A job's location can be one of:

  • Out the system prior to arrival (the job still doesn't exist).

  • In the system in a buffer of one of the stations (queueing - i.e. waiting for its turn to enter service).

  • In the system at one of the stations being served by the server at that station. This means it is "at the head" of the queue (and being served).

  • In the system at one of the stations being partially served - but with a broken down server - so waiting for the server to be repaired before service continues.

  • Out of the system after leaving.

Warning: With the exception of the final task, your simulation should not have entities for individual jobs, but rather only have counts and general descriptors as the system state.

Time is continuous, $t \ge 0$. In this continuous time system, jobs arrive to the system according to a random process and traverse between the stations as we describe now.

Each station $i=1,\ldots,L$ has a service rate $\mu_i > 0$ which is the inverse of the mean expected time it takes the server to process a job. Each station has a queue which has infinite capacity - i.e. there is no limit on the number of jobs in the queue. Jobs are served one by one at each station, where the mean (uninterrupted) service duration of each job is $\mu_i^{-1}$ and that duration is statistically independent from all other services at that node and at other nodes.

---------------

Tasks to perform:
a. In the queueing network description, how much capacity does each station's queue have?
b. Extend the queueing network description with further text that follows on from its last sentence about service durations being statistically independent.

Data shown:
---------------

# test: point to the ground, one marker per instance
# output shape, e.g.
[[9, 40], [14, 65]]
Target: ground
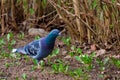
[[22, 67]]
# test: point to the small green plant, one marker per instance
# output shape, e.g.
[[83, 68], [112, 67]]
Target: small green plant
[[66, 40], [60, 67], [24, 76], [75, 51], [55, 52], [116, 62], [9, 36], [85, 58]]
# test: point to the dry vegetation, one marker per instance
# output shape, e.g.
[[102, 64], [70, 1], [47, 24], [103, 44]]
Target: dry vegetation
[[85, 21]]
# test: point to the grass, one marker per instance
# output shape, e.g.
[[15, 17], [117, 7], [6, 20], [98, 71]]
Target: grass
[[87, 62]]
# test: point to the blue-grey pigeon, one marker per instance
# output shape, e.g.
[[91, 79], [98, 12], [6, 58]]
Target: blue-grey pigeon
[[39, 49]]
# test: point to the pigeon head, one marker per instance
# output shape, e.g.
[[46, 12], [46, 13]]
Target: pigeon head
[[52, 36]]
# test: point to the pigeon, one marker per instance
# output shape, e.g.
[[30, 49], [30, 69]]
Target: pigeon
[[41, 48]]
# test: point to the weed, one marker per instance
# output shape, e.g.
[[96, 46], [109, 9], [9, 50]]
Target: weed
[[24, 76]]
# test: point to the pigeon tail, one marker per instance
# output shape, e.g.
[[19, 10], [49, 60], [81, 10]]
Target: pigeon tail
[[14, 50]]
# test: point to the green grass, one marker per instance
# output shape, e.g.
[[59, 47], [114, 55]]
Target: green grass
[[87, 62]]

---------------

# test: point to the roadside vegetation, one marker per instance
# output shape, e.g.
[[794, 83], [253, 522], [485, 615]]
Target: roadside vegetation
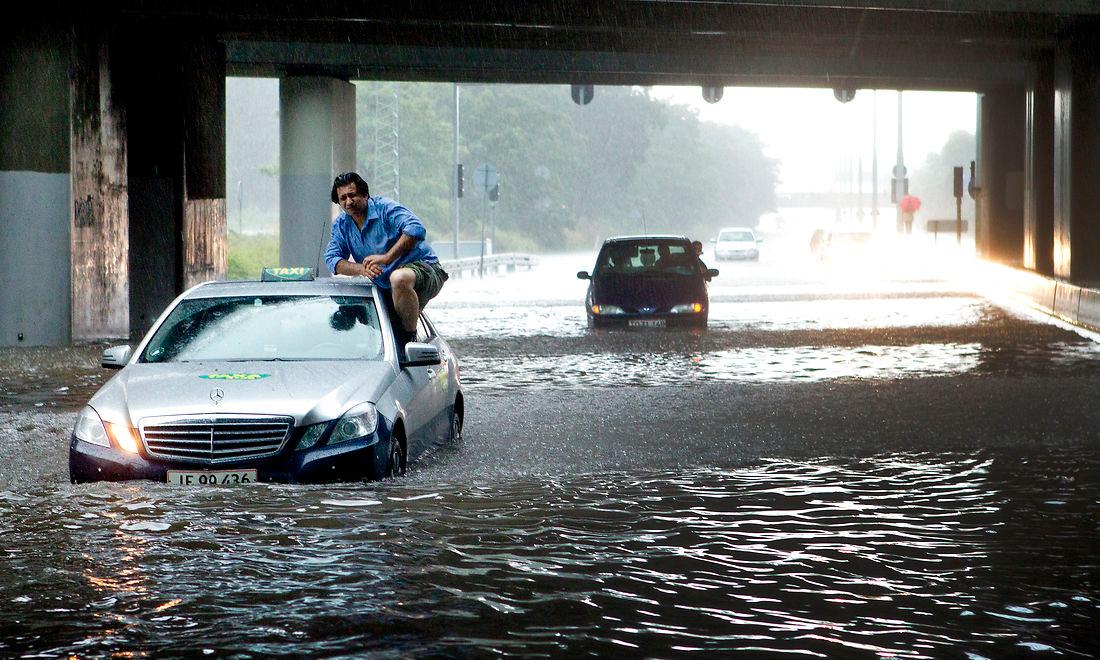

---------------

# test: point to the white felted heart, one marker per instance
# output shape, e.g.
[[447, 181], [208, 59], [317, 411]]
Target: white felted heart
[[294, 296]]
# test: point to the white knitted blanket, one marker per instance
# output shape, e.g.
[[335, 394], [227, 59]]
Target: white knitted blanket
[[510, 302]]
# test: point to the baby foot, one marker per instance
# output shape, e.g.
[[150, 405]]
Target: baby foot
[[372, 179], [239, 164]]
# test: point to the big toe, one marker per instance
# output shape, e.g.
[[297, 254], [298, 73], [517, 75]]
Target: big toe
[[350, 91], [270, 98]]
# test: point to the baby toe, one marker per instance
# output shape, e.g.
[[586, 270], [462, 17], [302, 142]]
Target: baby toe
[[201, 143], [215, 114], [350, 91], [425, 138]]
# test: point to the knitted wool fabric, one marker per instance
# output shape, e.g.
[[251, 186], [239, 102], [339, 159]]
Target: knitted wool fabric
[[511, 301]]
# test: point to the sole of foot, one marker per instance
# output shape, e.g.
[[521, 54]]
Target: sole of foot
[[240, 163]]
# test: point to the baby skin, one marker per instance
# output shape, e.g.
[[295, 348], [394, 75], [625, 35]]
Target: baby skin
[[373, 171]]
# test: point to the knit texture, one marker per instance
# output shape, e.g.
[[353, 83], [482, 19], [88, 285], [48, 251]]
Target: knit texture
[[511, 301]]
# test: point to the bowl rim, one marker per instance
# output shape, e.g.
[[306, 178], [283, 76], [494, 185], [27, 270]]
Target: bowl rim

---------------

Results of the tasks:
a. Each queue has infinite capacity, so there is no limit on the number of jobs in it.

b.
At any given time each server can be in in on state (not broken down), or off state in which case it is broken down. When a server breaks down (on to off) if it is serving a job, then the job just freezes and waits until the server is fixed (off to on) before service continues. Note that the mean $\mu_i^{-1}$ is the mean duration of service NOT counting any broken down (off) time.

When a job arrives to station $i$, if the server is free (and this means there are no jobs in the buffer) and if the server is not in broken down (off) state, the job immediately starts to receive service from the server. If the server is busy or broken down, the job queues for service and waits for its turn. Jobs may arrive either after finishing service at another node, or directly from the outside world.

The rate of arrivals of jobs to nodes from the outside world is $\alpha_i \ge 0$ for node $i$. Hence for nodes $i$ with external arrivals ($\alpha_i > 0$), the mean duration between external arrivals is $1/\alpha_i$. In this project we'll consider the durations of times between external arrivals to be exponentially distributed (this is gamma distributed with a squared coefficient of variation of $1$). This makes external arrival processes "Poisson processes" (this is also a mathematical detail that is not important for the carrying out the project).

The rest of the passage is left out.